__AUSGEWÄHLTER TEXTAUSZUG__.
• • • • • • •

Im Rust-Belt-Bundesstaat Illinois, den Sanders 2016 mit 48,61 nur ganz knapp gegen Hillary Clinton verloren hatte, unterlag er 2020 mit 36,1 Prozent deutlich. Auf eine Mehrheit kam er dort lediglich im Bezirk der University of Illinois in Urbana-Champaign. Und in Arizona, wo Sanders vor vier Jahren mit 41,39 Prozent unterlag, erreichte er gestern nur mehr 30,4 Prozent.

Biden gibt sich bereits als Sieger

Biden hat nun mit 18 zu fünf gewonnenen Bundesstaaten und 1.174 zu 861 Delegierten sehr viel bessere Chancen als Sanders, auf die für eine absolute Mehrheit beim Nominierungsparteitag nötigen 1.991 zu kommen. Ihm reicht dafür in den ausstehenden Vorwahlen eine Minderheit von 47 Prozent der Stimmen, während Sanders dort nun mit 61 Prozent gewinnen müsste.

Ob er angesichts dieser Situation bald aus dem Rennen aussteigt, ließ er gestern Nacht offen. Sein Gegner Biden gab sich in seiner wegen der Covid-19-Krise in seinem Haus gehaltenen Ansprache schon ganz als Präsidentschaftskandidat und versicherte den Wählern, er und Sanders hätten eine "gemeinsame Vision" für Amerika und lediglich in "taktischen" Fragen unterschiedliche Ansichten.

Außerdem ging Biden in seiner Ansprache auf die Covid-19-Krise ein. Hier lobte Biden – schon ganz staatsväterlich - Ärzte und Krankenschwestern und appellierte an die Bürger, sich verantwortungsbewusst zu verhalten. Seit gestern ist die Zahl der Todesopfer dieser Seuche in den USA mit nun 108 dreistellig. Bei der Zahl der Infizierten geht die auf Medizin spezialisierte Johns-Hopkins-Universität in Baltimore von über 6.400 aus.

Corona-Einfluss

Die Vorwahl in Ohio, die gestern eigentlich ebenfalls stattfinden hätte sollen, war wegen der Seuchenansteckungsgefahr kurzfristig abgesagt worden (vgl. Covid-19: Vorwahlen in Ohio, Georgia, Louisiana und Kentucky abgesagt). Die Epidemie dürfte aber auch auf die weiteren Vorwahlen und den Präsidentschaftswahlkampf großen Einfluss haben, wenn sie nicht unerwartet abebbt oder durch ein noch größeres Ereignis an Aufmerksamkeit verliert.

• • • • • • •

__BEREITGESTELLTE DATEN__.
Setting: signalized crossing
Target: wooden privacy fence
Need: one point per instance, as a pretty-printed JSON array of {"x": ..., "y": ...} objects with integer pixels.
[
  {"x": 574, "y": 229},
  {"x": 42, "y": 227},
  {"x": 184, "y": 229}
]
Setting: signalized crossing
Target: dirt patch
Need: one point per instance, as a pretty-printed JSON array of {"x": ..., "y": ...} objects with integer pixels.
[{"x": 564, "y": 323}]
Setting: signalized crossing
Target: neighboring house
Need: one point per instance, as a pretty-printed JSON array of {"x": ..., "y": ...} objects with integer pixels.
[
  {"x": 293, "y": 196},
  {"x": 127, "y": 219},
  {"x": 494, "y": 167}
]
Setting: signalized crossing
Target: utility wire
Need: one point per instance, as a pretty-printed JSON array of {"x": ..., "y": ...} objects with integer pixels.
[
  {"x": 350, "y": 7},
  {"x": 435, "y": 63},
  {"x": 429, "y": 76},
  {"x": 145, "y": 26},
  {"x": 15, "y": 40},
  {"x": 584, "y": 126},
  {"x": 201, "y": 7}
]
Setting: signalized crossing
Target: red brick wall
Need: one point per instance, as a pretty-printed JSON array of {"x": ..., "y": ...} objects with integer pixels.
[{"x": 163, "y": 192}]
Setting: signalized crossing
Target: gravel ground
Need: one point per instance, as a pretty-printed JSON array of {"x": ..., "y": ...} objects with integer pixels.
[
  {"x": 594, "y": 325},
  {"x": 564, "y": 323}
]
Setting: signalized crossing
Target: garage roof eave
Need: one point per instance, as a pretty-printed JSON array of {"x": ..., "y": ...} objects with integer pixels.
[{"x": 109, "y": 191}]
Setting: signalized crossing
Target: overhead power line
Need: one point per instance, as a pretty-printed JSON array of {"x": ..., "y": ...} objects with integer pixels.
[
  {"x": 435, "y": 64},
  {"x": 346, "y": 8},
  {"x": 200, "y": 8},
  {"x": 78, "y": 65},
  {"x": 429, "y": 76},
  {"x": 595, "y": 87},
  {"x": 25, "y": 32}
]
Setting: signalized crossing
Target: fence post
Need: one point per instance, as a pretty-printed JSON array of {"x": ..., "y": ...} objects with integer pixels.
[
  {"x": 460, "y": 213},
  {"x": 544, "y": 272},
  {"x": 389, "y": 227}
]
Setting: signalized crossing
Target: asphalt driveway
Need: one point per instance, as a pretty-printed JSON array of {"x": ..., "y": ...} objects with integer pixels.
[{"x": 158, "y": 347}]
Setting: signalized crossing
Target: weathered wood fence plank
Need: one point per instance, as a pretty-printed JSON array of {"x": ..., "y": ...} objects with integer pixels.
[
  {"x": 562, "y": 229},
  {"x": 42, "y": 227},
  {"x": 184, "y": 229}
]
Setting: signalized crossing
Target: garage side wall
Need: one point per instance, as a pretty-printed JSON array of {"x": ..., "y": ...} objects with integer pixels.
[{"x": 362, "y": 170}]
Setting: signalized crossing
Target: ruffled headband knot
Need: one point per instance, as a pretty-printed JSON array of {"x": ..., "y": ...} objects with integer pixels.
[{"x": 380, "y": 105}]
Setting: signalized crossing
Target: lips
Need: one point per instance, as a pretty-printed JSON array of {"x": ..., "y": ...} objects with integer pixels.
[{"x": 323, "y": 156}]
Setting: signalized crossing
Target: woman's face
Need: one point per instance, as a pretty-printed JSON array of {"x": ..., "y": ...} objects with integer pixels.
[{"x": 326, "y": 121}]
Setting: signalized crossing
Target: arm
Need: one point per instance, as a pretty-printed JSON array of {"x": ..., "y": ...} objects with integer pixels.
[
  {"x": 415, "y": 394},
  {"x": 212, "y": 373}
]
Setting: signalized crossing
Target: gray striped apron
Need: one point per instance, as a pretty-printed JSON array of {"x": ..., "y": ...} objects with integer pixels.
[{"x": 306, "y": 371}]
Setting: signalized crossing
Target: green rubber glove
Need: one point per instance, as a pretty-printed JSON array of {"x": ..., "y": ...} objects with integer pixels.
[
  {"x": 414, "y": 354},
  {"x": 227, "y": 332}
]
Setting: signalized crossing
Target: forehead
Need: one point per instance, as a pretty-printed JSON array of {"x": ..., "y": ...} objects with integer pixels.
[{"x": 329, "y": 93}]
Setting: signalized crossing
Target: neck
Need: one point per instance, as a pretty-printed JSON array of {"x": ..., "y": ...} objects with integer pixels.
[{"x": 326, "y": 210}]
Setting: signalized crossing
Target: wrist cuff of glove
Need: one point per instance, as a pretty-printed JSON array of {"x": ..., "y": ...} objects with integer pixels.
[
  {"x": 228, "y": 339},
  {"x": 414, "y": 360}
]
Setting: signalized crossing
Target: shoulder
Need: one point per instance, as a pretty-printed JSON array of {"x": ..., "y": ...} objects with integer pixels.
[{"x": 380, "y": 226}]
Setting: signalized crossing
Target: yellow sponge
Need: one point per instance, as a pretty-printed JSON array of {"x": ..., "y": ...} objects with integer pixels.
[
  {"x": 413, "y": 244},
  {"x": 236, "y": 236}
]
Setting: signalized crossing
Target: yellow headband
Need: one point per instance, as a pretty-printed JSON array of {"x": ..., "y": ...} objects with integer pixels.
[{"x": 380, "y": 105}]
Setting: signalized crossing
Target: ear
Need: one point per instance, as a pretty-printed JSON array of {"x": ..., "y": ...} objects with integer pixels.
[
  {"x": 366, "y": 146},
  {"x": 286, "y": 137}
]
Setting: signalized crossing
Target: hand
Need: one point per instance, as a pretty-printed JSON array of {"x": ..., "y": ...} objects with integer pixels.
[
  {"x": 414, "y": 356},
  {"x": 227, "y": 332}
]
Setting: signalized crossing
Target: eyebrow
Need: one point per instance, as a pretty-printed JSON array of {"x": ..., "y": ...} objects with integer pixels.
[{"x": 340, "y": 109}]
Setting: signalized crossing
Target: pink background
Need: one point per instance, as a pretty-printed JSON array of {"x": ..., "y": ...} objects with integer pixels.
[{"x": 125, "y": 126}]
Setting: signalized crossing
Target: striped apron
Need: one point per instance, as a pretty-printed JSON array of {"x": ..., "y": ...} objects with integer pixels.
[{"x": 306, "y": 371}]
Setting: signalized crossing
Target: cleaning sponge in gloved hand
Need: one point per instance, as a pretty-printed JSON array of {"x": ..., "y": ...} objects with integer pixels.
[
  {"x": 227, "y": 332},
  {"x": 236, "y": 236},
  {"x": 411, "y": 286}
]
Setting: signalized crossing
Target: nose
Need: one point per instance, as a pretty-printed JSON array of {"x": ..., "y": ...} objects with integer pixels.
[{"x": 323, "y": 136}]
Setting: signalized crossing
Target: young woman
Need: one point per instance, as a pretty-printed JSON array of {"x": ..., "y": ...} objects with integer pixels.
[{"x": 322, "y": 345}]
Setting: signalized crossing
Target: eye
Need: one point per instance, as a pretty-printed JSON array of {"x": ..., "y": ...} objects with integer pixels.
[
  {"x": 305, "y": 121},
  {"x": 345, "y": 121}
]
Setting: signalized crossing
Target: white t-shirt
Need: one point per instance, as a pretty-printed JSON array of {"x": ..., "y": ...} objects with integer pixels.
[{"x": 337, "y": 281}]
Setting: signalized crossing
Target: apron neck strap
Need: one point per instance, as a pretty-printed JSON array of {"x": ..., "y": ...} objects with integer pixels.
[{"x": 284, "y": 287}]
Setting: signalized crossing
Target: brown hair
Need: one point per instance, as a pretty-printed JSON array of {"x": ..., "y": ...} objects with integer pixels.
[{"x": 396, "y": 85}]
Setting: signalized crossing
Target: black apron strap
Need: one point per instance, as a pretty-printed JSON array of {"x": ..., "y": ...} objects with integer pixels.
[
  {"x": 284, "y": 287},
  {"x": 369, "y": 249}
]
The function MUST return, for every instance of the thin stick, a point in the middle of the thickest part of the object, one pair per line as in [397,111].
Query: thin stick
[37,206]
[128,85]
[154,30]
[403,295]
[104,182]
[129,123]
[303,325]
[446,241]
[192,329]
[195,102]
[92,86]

• • • • • • •

__ZU ERLEDIGENDE AUFGABE__. Zähle sämtliche US-Bundesstaaten auf, die im Textauszug über die Vorwahlen genannt werden. Die Daten haben nichts mit dem Textauszug zu tun.

__FERTIGE LÖSUNG__. Illinois, Arizona, Ohio, Georgia, Louisiana, Kentucky